• [Set task] Please rewrite the lines starting at the first line and ending at the line that contains "(1208, 246)", with "place a dot" changed to "mark a point" and everything else left as it is.

(Location labeling lines)
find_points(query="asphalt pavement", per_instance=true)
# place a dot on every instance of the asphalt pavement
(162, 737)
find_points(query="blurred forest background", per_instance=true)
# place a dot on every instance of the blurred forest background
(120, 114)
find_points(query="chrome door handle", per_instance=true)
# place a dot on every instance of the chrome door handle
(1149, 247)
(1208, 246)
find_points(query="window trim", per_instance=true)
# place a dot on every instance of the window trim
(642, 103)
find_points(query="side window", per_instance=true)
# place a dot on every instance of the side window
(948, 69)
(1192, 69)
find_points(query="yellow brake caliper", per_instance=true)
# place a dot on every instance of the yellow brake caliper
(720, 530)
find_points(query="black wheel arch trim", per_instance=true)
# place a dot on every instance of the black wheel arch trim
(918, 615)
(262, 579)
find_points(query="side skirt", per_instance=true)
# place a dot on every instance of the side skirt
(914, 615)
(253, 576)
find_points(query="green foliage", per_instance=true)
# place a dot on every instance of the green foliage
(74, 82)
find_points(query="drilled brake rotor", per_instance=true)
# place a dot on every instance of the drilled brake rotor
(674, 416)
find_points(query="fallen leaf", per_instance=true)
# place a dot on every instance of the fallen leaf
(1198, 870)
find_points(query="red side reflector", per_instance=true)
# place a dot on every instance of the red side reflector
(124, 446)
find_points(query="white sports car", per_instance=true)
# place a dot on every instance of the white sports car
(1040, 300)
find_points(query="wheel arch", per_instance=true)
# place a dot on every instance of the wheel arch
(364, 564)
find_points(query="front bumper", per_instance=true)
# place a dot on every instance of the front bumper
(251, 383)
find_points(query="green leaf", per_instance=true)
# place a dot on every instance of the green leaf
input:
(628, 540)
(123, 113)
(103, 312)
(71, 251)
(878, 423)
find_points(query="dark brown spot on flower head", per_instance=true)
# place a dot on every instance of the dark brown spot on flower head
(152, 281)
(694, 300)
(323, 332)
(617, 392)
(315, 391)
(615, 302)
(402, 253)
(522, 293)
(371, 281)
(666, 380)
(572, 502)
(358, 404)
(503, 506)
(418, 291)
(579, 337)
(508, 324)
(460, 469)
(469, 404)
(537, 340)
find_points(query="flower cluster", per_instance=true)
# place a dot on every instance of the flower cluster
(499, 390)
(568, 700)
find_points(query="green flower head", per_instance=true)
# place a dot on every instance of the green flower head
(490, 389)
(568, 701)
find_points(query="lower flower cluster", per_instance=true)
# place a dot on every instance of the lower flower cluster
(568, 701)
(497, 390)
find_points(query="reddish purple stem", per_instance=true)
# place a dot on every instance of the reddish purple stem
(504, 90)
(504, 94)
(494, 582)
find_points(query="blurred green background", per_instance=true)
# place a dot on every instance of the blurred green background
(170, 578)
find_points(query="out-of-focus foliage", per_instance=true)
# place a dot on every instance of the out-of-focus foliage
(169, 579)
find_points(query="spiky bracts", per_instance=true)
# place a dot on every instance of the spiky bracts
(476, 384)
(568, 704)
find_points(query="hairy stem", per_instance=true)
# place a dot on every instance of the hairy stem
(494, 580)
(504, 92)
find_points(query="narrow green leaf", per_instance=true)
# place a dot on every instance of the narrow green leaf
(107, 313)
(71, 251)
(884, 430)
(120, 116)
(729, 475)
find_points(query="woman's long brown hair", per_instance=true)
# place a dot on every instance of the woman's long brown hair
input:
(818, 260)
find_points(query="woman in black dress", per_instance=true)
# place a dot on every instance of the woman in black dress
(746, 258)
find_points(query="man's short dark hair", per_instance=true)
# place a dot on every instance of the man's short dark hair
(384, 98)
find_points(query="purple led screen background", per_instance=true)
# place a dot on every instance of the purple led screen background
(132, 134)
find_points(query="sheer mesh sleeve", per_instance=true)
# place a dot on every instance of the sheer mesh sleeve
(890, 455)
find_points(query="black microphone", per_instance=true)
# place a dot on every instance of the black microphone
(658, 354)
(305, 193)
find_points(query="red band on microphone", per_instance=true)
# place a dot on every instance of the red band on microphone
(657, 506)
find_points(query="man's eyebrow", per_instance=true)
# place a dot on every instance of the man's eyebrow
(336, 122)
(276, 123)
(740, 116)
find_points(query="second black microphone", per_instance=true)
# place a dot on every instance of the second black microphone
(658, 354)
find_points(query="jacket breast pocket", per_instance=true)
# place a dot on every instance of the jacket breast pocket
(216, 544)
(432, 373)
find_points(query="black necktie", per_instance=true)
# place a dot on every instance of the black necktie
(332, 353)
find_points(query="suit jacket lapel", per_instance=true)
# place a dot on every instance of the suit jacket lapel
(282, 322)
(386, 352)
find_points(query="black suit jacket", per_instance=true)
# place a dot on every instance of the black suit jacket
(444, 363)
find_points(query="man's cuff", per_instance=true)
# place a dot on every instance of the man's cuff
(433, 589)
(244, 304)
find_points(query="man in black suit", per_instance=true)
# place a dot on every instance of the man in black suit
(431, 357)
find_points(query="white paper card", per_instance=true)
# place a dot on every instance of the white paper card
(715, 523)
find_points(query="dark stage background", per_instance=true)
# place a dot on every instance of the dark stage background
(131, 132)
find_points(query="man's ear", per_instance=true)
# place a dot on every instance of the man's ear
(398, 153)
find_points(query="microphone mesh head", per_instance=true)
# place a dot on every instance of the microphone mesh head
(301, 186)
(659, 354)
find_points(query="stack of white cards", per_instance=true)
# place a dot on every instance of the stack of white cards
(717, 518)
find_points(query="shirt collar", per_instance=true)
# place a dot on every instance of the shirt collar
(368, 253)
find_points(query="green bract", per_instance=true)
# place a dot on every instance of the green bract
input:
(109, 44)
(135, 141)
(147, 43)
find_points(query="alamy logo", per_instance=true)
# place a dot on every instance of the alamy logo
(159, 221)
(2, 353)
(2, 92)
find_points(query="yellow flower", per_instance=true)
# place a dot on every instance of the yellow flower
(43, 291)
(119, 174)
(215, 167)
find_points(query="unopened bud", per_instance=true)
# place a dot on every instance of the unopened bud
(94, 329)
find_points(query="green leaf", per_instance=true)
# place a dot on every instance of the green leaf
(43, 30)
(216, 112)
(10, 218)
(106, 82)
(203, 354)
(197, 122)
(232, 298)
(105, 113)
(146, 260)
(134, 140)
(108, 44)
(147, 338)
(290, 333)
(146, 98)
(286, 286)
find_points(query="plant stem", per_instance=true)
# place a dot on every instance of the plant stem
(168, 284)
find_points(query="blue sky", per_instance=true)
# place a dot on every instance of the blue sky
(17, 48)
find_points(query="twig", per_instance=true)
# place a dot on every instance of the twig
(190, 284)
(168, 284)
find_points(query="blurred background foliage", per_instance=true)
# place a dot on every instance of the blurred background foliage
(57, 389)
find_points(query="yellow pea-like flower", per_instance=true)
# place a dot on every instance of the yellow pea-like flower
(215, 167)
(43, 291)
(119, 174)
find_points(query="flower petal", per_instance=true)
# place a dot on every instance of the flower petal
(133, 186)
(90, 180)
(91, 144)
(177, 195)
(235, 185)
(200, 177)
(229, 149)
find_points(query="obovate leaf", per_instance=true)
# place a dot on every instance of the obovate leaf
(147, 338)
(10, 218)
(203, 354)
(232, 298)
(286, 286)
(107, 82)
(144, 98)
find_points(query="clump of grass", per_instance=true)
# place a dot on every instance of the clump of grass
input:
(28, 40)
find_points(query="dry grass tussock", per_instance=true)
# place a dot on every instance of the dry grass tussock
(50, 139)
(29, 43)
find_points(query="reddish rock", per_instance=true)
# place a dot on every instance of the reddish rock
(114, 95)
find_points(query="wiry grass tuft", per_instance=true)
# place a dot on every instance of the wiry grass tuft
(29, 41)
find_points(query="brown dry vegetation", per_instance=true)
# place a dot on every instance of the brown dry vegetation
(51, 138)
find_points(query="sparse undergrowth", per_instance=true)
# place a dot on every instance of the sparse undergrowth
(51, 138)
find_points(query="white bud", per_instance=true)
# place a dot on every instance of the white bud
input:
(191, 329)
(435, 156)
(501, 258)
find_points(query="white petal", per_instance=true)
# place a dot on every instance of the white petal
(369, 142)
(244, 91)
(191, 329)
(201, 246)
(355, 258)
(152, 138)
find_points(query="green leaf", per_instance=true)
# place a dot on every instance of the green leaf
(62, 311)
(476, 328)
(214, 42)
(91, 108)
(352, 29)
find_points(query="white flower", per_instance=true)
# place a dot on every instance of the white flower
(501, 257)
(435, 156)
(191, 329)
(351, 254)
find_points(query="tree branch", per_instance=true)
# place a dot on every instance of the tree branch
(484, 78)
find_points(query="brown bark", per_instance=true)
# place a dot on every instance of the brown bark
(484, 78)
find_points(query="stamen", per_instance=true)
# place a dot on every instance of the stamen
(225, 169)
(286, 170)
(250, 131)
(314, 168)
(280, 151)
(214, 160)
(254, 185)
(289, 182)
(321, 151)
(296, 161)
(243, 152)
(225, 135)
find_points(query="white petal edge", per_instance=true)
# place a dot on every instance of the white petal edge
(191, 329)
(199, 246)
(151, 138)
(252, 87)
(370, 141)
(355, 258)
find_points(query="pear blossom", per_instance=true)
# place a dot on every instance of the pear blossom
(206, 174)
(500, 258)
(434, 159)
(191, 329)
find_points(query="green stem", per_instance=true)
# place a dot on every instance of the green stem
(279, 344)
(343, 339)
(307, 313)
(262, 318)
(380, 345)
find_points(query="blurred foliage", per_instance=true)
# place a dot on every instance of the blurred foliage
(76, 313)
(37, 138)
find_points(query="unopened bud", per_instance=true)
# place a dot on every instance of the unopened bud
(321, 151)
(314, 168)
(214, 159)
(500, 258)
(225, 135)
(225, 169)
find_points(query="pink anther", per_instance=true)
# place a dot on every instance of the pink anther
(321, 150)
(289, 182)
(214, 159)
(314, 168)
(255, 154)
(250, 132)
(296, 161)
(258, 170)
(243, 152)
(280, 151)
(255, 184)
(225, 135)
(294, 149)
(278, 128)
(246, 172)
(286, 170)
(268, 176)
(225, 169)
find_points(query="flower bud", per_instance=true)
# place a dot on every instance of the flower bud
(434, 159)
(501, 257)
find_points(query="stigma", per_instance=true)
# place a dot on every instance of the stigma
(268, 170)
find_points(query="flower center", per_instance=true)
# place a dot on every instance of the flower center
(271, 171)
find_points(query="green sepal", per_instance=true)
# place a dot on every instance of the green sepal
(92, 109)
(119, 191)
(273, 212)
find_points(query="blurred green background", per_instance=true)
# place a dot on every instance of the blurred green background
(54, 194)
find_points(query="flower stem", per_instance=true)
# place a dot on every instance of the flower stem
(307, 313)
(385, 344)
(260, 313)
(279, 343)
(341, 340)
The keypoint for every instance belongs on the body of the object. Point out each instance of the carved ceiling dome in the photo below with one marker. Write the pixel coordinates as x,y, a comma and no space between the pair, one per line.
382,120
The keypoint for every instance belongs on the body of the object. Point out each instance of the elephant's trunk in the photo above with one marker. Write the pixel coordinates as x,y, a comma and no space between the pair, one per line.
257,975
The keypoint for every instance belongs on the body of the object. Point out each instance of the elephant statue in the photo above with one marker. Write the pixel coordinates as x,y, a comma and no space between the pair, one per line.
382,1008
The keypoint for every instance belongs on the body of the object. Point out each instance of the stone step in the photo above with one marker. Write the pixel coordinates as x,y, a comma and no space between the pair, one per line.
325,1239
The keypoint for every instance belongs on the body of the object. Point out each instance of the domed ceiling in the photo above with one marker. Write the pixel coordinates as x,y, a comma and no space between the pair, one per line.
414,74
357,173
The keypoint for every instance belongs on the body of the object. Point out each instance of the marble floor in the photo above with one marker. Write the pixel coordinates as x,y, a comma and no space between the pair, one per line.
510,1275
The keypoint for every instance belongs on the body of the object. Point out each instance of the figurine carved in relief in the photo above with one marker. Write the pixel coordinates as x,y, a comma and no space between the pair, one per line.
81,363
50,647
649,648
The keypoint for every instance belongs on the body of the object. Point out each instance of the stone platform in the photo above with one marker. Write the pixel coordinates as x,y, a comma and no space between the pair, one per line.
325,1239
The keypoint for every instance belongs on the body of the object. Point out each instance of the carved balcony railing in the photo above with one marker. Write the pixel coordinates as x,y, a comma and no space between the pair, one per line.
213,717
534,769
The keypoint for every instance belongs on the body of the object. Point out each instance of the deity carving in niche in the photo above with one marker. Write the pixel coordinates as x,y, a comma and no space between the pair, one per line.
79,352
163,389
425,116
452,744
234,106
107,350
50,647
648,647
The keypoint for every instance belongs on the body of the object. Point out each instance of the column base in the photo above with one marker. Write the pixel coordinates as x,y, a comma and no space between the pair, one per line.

• [Solution to this exercise]
find_points(query="asphalt pavement", per_instance=true)
# mark a point on every instance of the asphalt pavement
(162, 737)
find_points(query="blurred forest background", per_instance=true)
# mark a point on every instance of the blurred forest background
(120, 114)
find_points(query="chrome door handle", per_instance=true)
# mark a point on every instance of the chrome door handle
(1149, 247)
(1208, 246)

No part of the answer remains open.